TEXT:

# Extend my stay after the second working holiday visa



## sina1308 (Jul 31, 2013)

Hi Guys, 

I am desperately trying to extend my stay in australia but i dont know what to do. 
here is my situation: 
i came to australia on my first working holiday visa. 
after it expired i went home ( back to germany ) for 2 months. then i reentered australia on my second working holiday visa. this one is going to expire at the end of september this year. 
i do have a boyfriend who is an australian citizen and he is one of the reasons why i want to stay longer in australia. apart from that i have lots of friends here that i dont want to leave behind.
my plan was to apply for a tourist visa ( subclass 600 ) to stay in australia and during that time i wanted apply for the partner visa. i can't apply for the partner visa yet because it has not been quite one year that my partner and me are together. ( by the time my second working holiday visa runs out we have been together for 11 months) 
But now i have heard that it is very unusal for the tourist visa to be granted after your second working holiday visa because the immigration might think that i will work illegally. 

now my question is if there is any other way for me to stay or to make the tourist visa work ? 
how can i make my touirsit visa appear genuine ?
how can i convince the immigration that i won't work illegally and that im no risk for them ? 
or would it be possible for me to go home ( my partner stay in australia ) and then when we are together for a year i apply for the partner visa at home ?

WHAT YOU WILL DO:
**A)** In the forum post about extending a stay after a second working holiday visa, how long will the poster and her partner have been together when the second visa runs out?
**B)** Resume the forum thread about staying in Australia after a second working holiday visa, starting after its final line.

RECORD SET:
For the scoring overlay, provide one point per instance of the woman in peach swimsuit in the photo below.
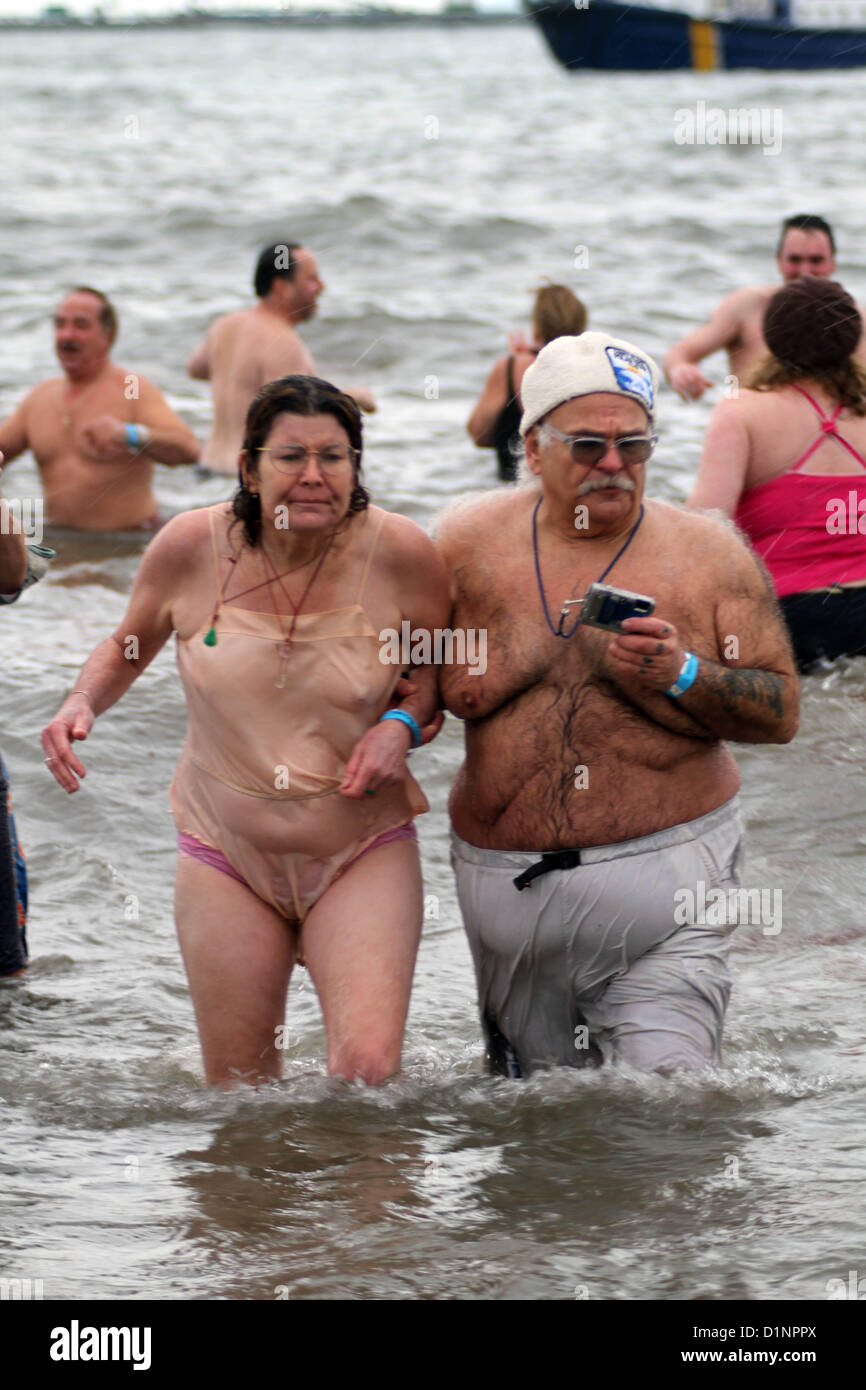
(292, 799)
==
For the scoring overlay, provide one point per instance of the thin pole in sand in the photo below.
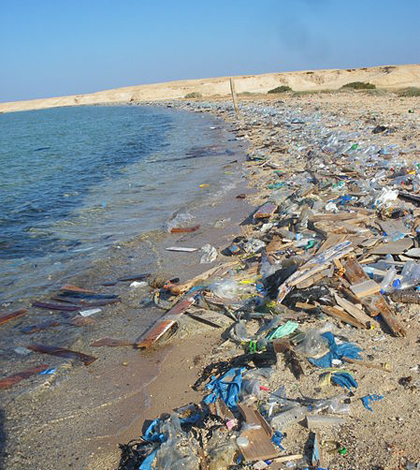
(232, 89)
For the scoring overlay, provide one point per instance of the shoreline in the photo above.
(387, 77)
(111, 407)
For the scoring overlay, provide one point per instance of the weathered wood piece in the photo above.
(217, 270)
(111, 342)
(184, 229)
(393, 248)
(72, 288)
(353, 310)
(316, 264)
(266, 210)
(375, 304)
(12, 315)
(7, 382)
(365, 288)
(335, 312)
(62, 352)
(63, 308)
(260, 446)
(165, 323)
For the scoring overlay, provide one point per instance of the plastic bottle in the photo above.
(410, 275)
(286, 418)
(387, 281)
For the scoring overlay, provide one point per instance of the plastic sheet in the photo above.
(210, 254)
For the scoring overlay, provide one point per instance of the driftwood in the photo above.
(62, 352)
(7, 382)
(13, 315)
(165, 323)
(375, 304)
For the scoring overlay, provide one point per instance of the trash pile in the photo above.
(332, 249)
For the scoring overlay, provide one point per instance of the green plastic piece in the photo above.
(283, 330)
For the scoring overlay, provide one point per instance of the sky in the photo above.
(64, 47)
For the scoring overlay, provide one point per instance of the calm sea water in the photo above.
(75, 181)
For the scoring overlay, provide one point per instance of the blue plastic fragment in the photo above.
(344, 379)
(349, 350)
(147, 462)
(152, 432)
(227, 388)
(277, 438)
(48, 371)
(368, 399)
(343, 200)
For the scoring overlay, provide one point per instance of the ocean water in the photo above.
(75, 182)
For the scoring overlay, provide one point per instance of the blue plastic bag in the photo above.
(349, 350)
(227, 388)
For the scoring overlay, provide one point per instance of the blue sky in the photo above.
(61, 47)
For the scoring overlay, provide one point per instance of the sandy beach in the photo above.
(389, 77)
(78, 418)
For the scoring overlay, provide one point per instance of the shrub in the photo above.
---
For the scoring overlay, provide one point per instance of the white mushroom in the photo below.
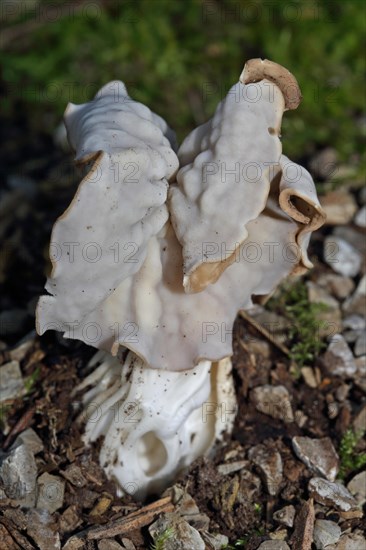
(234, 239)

EXPECTED RESULTS:
**A)** 11 months

**B)**
Also just in case the tourist visa might be an option for me, can i apply for it now ( i still got one month on my second working holiday visa ) or will that get rid of my second working holiday visa so that i would loose that month ?
should i better wait until my working holiday visa is closer to expire ? 

Any help would be very appreciated !


----------



## CollegeGirl (Nov 10, 2012)

Is there any way you can register your relationship? Then you could apply now instead. You'd have to do it soon, though.


----------



## sina1308 (Jul 31, 2013)

No i cant as we are living in WA. they don't have a realtionship register here ...
but thanks for your help anyway !


----------



## sina1308 (Jul 31, 2013)

Is there anything else i could do CollegeGirl ?


----------



## AndrewM (Mar 30, 2014)

*Defacto with only 11months so far...*

Hi Sina,

I am battling the same issue (however only been on my WHV for 1 year) now trying to go on a visitor visa for a few months.

Were you successful or would it be different if you had only been on a WHV for 1 year?

Thx.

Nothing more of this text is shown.